Data records
— BEGIN —

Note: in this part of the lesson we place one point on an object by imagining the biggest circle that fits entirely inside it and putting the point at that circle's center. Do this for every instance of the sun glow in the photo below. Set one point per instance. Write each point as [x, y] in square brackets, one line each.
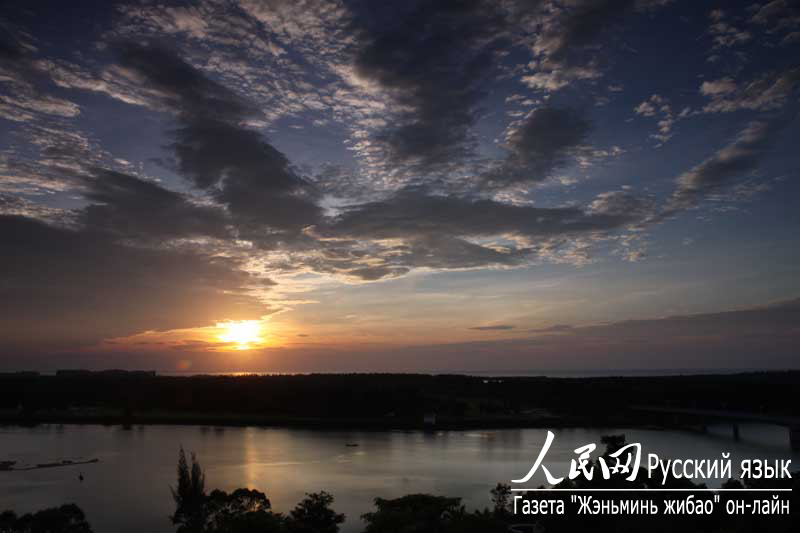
[244, 335]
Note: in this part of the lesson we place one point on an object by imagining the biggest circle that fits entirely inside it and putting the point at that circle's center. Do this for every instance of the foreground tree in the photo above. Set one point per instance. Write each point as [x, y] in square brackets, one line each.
[190, 496]
[314, 515]
[65, 519]
[414, 513]
[242, 511]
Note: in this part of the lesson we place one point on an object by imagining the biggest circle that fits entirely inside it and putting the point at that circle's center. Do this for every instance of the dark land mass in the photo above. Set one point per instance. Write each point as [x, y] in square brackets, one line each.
[387, 401]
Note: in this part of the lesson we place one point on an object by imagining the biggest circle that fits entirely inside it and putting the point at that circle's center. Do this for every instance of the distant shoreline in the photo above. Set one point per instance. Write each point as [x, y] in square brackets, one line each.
[390, 401]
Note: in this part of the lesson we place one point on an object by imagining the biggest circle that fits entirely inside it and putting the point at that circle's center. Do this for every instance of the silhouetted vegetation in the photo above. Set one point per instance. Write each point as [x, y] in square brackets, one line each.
[249, 511]
[382, 400]
[65, 519]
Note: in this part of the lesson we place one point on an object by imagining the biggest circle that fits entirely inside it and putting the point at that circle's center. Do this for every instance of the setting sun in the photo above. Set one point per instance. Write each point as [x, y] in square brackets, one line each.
[243, 334]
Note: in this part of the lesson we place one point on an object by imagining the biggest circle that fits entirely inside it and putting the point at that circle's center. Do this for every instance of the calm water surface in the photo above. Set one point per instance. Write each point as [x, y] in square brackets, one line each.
[128, 490]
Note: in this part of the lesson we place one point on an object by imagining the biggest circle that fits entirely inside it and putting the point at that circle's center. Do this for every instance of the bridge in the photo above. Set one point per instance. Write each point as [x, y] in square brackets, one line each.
[790, 422]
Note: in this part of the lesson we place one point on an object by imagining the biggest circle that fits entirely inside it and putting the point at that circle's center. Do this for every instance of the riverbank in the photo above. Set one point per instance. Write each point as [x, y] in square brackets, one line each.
[390, 401]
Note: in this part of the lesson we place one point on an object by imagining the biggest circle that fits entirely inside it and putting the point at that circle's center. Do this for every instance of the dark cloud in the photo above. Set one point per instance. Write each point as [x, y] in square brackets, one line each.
[721, 170]
[413, 213]
[432, 57]
[182, 87]
[542, 142]
[444, 232]
[75, 287]
[566, 34]
[132, 208]
[267, 200]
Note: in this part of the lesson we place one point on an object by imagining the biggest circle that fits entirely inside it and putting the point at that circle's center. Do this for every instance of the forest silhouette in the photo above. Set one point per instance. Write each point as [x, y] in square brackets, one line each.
[247, 510]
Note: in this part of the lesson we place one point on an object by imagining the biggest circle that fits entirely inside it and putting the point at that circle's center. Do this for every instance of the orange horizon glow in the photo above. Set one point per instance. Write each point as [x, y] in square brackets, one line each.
[243, 334]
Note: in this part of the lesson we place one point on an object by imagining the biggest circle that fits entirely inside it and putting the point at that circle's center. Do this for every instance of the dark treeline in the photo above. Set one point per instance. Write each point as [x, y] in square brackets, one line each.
[383, 400]
[247, 510]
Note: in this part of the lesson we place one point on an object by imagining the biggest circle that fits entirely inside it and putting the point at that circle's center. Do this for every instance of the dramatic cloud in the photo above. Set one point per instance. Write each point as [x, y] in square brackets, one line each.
[499, 327]
[765, 93]
[264, 195]
[432, 58]
[449, 232]
[722, 169]
[128, 207]
[564, 37]
[539, 144]
[70, 288]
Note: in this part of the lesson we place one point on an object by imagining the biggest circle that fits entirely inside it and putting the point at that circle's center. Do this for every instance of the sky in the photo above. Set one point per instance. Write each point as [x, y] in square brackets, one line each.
[309, 185]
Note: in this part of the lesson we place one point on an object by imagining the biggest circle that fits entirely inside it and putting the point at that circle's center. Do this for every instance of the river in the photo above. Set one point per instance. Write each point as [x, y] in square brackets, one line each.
[128, 489]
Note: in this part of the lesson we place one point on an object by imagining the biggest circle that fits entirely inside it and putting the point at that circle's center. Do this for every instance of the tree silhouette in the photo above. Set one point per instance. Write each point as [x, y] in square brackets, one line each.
[314, 515]
[65, 519]
[190, 496]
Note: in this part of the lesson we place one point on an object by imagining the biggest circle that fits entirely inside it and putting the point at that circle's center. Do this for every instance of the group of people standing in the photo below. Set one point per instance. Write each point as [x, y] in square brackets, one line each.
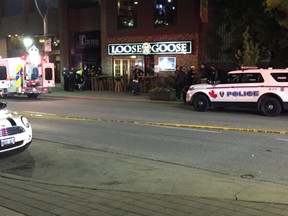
[184, 80]
[73, 79]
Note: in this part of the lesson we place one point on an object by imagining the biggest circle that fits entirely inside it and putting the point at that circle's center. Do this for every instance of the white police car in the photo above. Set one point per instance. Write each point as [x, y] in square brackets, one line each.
[15, 132]
[263, 89]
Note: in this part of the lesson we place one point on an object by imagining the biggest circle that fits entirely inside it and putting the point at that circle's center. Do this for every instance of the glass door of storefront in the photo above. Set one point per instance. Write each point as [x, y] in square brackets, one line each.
[124, 67]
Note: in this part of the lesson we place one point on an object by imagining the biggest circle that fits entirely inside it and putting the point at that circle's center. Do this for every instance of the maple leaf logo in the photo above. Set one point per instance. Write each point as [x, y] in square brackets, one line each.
[213, 94]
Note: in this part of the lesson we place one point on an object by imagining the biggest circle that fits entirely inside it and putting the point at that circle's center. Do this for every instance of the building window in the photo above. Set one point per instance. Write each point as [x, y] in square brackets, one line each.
[165, 12]
[12, 7]
[127, 13]
[78, 4]
[43, 5]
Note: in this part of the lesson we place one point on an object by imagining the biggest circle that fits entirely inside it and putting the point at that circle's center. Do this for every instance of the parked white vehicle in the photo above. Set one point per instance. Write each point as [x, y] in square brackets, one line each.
[263, 89]
[15, 132]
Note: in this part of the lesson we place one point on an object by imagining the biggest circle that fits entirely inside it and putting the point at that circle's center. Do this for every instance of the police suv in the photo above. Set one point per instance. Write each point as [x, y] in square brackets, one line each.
[263, 89]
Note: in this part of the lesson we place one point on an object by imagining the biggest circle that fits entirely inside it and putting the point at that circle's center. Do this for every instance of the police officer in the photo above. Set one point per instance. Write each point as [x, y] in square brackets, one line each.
[65, 74]
[71, 79]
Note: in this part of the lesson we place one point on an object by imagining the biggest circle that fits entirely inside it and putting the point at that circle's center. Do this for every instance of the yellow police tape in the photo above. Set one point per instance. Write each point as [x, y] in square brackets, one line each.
[160, 124]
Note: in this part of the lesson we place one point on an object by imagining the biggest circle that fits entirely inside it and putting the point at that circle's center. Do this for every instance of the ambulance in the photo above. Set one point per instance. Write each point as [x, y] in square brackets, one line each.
[25, 76]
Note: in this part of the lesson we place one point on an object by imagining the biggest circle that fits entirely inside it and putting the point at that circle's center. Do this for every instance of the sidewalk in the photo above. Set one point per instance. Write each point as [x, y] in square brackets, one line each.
[112, 184]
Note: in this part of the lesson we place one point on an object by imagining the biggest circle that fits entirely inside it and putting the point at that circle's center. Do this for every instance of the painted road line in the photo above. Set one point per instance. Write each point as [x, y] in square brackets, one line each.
[40, 113]
[210, 127]
[190, 129]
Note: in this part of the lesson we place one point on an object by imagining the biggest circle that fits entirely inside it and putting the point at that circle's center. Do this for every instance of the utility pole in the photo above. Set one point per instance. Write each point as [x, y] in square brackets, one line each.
[47, 42]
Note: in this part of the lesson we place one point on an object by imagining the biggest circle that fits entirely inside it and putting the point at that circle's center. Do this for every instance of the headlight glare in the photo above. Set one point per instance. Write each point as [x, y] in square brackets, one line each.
[25, 121]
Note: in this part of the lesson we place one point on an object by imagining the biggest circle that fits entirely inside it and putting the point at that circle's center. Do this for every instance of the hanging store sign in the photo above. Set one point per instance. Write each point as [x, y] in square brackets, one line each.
[175, 47]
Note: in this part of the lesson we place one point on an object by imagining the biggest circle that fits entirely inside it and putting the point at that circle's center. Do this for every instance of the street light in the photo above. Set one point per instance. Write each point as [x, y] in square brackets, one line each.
[27, 42]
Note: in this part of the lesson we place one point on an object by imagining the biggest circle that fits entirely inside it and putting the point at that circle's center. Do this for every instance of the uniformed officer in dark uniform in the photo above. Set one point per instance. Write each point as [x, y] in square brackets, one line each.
[71, 79]
[65, 74]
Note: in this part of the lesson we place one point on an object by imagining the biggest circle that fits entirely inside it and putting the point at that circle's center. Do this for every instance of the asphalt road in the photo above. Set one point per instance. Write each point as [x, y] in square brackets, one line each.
[170, 133]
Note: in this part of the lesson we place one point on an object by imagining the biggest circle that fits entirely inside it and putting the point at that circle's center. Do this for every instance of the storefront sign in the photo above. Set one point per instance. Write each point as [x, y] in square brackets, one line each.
[175, 47]
[87, 40]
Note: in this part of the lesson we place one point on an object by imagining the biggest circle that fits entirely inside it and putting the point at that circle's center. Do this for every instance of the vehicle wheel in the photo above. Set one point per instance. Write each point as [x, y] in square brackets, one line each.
[201, 103]
[32, 95]
[270, 106]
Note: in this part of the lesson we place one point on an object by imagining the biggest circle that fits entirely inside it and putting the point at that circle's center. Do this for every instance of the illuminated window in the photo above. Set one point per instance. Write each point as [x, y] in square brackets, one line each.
[127, 13]
[165, 12]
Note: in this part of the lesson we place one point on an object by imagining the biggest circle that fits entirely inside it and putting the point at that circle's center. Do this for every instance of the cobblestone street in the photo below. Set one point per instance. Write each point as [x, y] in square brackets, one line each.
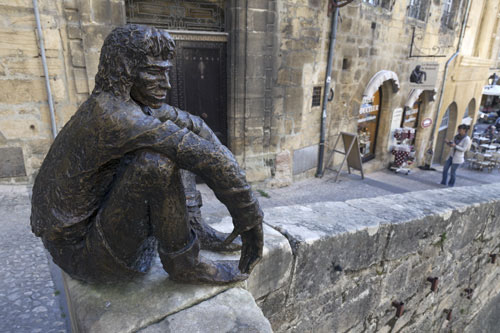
[28, 299]
[31, 302]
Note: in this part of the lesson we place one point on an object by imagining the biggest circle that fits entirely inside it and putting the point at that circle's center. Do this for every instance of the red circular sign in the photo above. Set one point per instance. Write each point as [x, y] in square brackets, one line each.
[426, 122]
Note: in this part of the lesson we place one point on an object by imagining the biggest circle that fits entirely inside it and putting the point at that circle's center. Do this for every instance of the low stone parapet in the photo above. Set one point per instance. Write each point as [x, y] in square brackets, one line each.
[356, 261]
[363, 265]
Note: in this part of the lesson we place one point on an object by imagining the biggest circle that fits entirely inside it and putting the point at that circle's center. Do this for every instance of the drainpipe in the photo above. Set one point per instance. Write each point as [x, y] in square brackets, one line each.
[440, 103]
[45, 69]
[331, 51]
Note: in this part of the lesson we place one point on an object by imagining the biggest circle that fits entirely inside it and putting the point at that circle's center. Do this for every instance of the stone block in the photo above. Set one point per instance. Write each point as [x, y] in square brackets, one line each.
[72, 16]
[273, 272]
[94, 35]
[100, 11]
[231, 311]
[118, 15]
[258, 20]
[305, 159]
[299, 59]
[12, 162]
[74, 31]
[23, 91]
[18, 43]
[129, 307]
[324, 236]
[70, 4]
[258, 4]
[33, 66]
[52, 39]
[77, 56]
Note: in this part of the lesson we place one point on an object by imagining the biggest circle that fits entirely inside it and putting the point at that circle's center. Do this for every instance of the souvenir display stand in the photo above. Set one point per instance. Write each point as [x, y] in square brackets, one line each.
[404, 153]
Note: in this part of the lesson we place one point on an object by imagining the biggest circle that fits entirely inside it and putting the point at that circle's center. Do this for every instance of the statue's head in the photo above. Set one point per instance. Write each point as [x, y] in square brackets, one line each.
[135, 62]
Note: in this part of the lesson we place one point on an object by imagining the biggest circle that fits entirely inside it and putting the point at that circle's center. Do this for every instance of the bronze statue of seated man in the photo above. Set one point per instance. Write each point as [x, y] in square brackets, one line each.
[109, 192]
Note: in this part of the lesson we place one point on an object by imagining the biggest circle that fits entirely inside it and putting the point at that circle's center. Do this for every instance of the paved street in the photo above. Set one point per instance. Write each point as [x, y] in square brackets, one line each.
[31, 302]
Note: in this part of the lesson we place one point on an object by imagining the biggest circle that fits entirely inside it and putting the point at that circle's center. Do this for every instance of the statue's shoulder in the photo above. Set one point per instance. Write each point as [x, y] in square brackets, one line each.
[114, 106]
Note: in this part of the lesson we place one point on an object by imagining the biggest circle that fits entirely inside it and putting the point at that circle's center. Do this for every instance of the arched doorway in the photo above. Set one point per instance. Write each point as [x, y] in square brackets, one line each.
[198, 75]
[446, 131]
[371, 125]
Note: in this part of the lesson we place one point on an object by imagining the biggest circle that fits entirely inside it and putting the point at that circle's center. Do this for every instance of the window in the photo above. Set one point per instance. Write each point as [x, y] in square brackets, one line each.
[316, 96]
[418, 9]
[450, 9]
[381, 3]
[445, 121]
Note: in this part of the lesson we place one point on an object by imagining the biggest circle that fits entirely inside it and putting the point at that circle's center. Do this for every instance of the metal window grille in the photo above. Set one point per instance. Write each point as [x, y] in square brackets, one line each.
[205, 15]
[445, 121]
[416, 9]
[447, 12]
[382, 3]
[316, 101]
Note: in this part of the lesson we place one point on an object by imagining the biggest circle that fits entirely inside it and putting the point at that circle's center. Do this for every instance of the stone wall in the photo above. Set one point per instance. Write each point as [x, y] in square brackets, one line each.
[333, 267]
[277, 55]
[353, 259]
[73, 33]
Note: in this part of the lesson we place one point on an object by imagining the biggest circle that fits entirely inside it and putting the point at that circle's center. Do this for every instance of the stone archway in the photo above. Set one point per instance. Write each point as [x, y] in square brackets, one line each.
[375, 114]
[446, 131]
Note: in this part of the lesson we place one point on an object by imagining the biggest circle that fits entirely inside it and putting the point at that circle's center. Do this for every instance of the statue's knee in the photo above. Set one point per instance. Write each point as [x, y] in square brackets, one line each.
[150, 165]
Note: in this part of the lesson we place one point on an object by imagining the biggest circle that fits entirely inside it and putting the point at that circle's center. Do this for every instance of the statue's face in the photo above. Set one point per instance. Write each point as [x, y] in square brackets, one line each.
[152, 82]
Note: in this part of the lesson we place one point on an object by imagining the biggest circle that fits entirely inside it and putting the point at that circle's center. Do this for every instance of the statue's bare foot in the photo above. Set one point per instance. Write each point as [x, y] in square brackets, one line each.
[211, 239]
[187, 265]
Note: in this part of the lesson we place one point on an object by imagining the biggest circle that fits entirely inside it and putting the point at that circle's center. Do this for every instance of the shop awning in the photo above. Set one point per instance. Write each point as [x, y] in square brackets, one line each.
[415, 94]
[378, 79]
[491, 90]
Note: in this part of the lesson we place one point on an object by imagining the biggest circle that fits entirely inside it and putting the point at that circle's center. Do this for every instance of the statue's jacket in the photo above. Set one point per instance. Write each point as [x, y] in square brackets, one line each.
[82, 163]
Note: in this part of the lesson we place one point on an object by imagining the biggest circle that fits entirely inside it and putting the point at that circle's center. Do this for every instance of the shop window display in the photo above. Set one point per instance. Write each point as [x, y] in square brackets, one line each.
[411, 117]
[368, 125]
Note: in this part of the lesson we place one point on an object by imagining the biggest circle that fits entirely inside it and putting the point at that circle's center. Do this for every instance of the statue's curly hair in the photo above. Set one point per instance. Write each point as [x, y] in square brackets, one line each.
[123, 51]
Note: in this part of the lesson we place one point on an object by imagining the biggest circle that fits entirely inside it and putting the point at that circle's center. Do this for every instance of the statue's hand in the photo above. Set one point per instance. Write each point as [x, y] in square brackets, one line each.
[251, 249]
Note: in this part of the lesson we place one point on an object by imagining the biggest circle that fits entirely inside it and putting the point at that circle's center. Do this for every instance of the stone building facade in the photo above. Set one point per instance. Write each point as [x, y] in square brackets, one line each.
[265, 64]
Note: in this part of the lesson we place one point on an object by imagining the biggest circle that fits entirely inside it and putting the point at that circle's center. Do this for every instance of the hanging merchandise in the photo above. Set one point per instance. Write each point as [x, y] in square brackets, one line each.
[404, 153]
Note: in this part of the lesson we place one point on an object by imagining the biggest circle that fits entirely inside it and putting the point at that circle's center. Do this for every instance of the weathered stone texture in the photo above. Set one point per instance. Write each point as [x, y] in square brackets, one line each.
[353, 259]
[232, 311]
[25, 119]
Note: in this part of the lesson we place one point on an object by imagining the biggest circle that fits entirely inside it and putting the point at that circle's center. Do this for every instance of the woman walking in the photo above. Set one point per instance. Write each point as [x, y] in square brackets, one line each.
[460, 144]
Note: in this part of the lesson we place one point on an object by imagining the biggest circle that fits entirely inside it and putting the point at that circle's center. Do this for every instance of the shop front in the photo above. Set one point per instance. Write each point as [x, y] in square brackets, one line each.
[371, 124]
[368, 125]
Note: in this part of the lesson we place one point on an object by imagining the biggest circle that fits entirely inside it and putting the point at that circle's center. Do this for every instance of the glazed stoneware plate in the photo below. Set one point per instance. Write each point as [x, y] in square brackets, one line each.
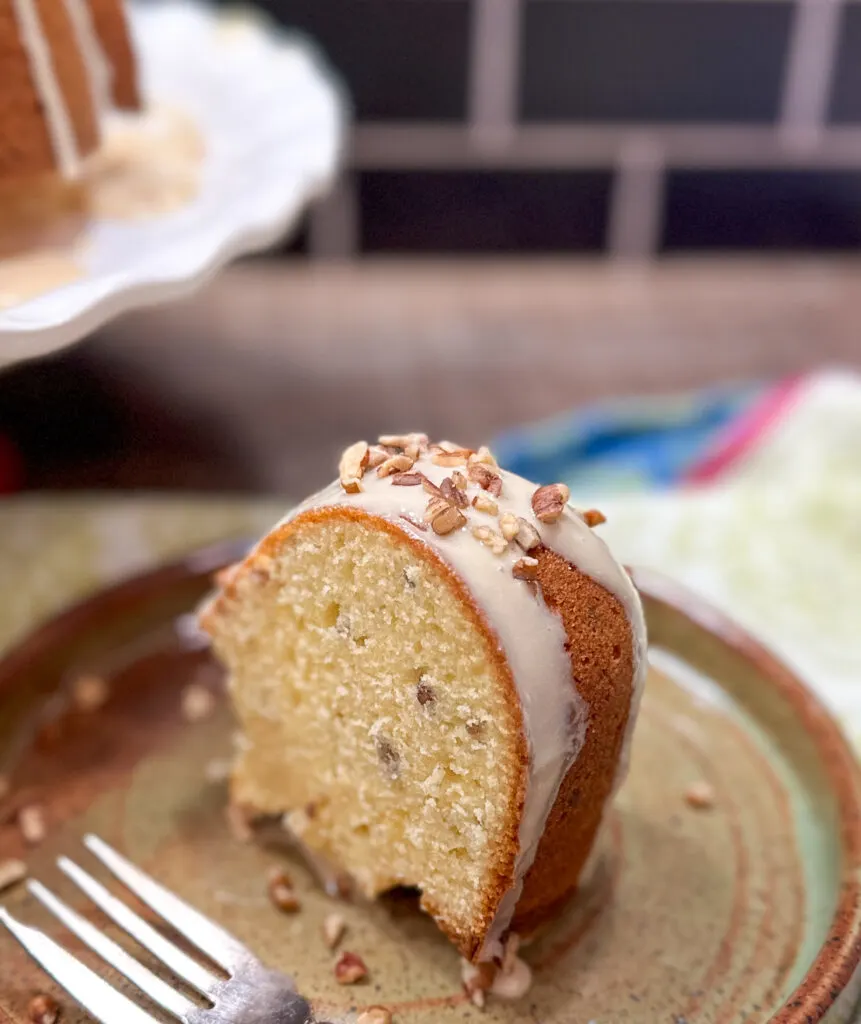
[745, 909]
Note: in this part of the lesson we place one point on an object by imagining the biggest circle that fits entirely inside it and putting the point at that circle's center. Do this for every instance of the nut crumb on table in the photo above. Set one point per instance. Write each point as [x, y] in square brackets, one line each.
[700, 796]
[32, 824]
[43, 1010]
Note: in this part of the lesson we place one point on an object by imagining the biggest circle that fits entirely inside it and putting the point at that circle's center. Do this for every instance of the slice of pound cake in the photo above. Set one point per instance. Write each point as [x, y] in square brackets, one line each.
[436, 668]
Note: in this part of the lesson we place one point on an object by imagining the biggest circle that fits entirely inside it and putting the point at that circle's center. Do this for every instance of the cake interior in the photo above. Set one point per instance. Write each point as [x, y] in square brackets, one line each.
[374, 709]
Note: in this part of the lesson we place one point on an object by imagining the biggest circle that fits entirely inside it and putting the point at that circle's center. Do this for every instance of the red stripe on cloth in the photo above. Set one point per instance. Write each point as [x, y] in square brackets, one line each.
[741, 436]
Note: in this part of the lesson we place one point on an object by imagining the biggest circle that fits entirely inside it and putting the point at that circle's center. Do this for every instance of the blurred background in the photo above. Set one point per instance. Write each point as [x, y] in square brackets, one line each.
[545, 204]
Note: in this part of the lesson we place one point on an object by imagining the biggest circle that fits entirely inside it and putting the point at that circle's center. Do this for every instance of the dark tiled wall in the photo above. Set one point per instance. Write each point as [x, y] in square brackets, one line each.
[652, 60]
[596, 64]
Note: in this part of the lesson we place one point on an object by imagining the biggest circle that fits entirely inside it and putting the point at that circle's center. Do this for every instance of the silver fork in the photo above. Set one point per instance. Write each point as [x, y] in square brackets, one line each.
[251, 993]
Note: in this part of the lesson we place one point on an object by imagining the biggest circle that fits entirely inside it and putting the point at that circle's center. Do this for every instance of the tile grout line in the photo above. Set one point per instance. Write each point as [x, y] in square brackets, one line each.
[811, 61]
[636, 213]
[334, 221]
[493, 72]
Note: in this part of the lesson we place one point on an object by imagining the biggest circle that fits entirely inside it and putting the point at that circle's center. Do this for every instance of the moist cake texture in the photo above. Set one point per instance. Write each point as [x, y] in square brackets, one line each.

— END —

=== SHORT TASK ===
Using the records above, please retype only the run of lines from the line holding "the red stripe" through the last line, both ends included.

=== WRITTEN REPLY ===
Note: in this part of the lesson we place one point on an object by imagining the biggest circle that fits entirely inside it and putting the point at that circle's center. Do this for every instance of the red stripe on cloth in the photo above. Set one point per instance. Write each point as [x, y] in square brackets, one line each.
[741, 436]
Note: in this part of the lesson we place one point on an object by imagining the biggest circle that fits entirely inside it and putting the point at that circle's center. Do this for every instance of the blurred background in the photo above. Set one point per instance. Write each point as [x, y] in square brackets, one line each.
[545, 204]
Note: in this part of the lesson we place one point on an object by imagining the biggest circle that fits entirely inside it and putting the point at that circle's center. Do this for every instance of the dark tiled wall in the photo above. Set one point per instance. Write each point as [x, y] in square brackets, one line each.
[652, 60]
[596, 64]
Note: in this part of the lesson we place one point on an object by imagining the biggest circle that fits entirely inside it and putting the point at that circle's center. Do this for every instance of the silver fork in the photo above. Set one point per instance. Write each point as [x, y] in square brackets, one line each.
[251, 993]
Note: in this part of the lesson we place one point on an object by imagining the biggest circle that fits entirely inside it and putting the point at that circle's center. Do this for every instance of the tile grout line in the photo above. Set one point per instance. Write each point as [x, y] in square brackets, one line each.
[811, 61]
[636, 213]
[334, 221]
[493, 72]
Note: in this part of the lesson we place one point on an object by imagining the biggest circle that fits entirely inside it and putting the point at that circle's center. Do this for every instance of the moist cake texture in the photo above. Set one point per instance. Write each point as [x, y] in square brackets, one line each.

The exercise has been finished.